## PROBLEM
Reproduce the records below with each "pixel coordinates" replaced by "image coordinates" and no other changes, leaving out the pictures.

## EXCERPTED DATA
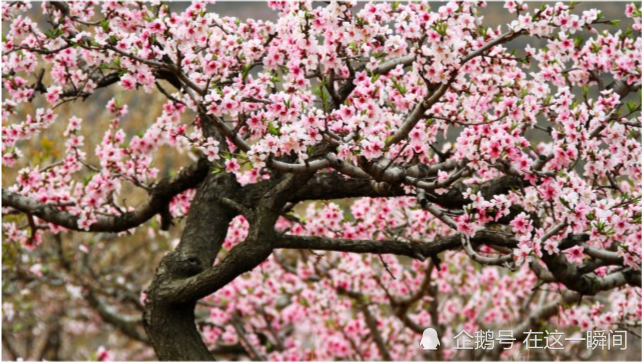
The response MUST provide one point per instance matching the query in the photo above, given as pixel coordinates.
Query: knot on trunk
(179, 265)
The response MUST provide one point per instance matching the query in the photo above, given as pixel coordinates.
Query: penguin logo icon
(430, 339)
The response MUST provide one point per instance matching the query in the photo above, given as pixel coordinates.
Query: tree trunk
(171, 327)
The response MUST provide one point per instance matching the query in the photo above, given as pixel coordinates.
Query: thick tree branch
(416, 250)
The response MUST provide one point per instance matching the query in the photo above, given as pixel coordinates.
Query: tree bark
(171, 326)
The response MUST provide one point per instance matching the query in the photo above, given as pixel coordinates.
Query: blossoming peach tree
(487, 189)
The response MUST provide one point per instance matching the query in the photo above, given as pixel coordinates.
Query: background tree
(476, 188)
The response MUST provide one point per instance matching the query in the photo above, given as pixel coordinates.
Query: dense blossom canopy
(487, 188)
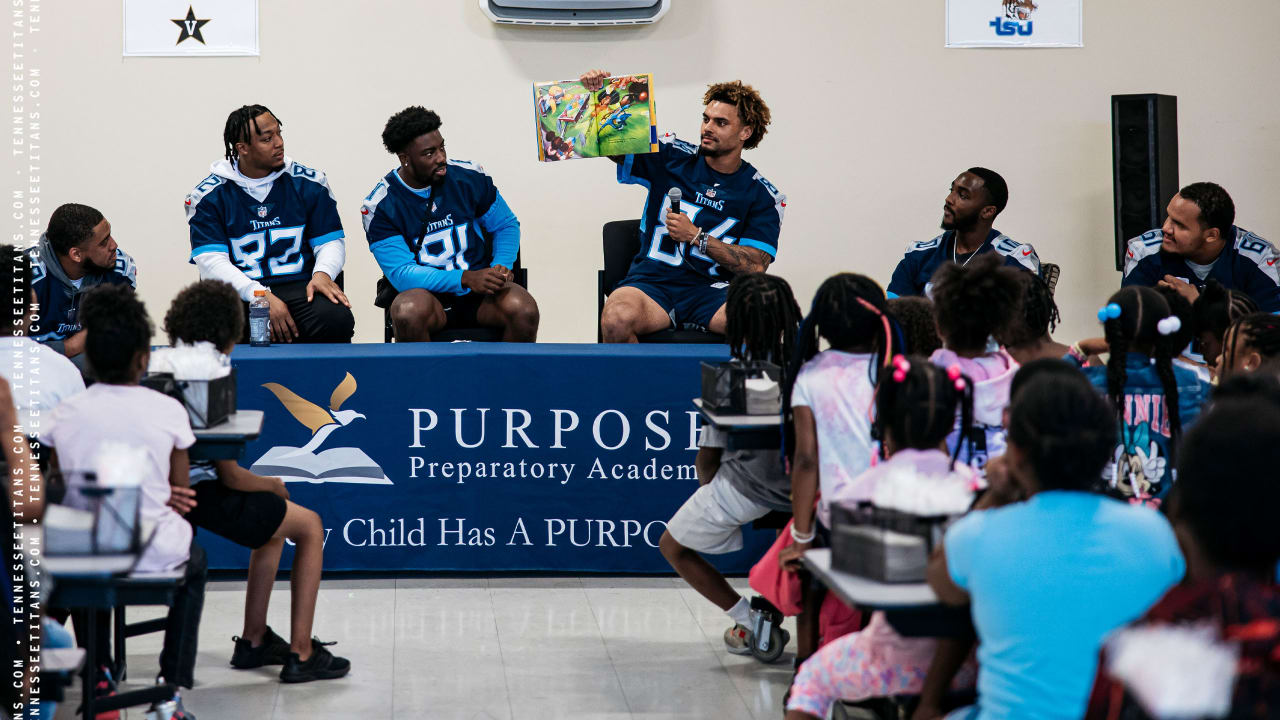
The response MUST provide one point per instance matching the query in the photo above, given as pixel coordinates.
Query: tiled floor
(487, 648)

## WRITTEN RESPONSE
The response MUST provide one point per instance matching the query in the photo above, given as image coordinates.
Query: knot on trunk
(179, 265)
The response MUST provide one point per instance matching the query in the photo above, given as image coordinates.
Query: penguin logo icon
(430, 339)
The response MUST provide one point per instance matching the query in the photo above, given as image coordinates.
Query: tree trunk
(171, 327)
The response MUST provide one point per instance matching the query in the photo above, given as image coordinates.
Query: thick tree branch
(416, 250)
The response MUST provide one point per instance matching the query in the photo above, given as image coordinates.
Query: tree bark
(171, 326)
The response MUST provide one point per instance matching the query in the photo above, given as image coordinates.
Query: blossoming peach tree
(487, 189)
The response MUST provide one point per instance matching the query in the photo above, given as image coordinates.
Query: background tree
(476, 188)
The response MUST provide one point per instance matching the query in the photo above, given as image coordinates.
Query: dense blossom canopy
(487, 188)
The response MUST provide one point per instance matching the query in the photo above, given as image coordinates.
Query: tiled floor
(487, 648)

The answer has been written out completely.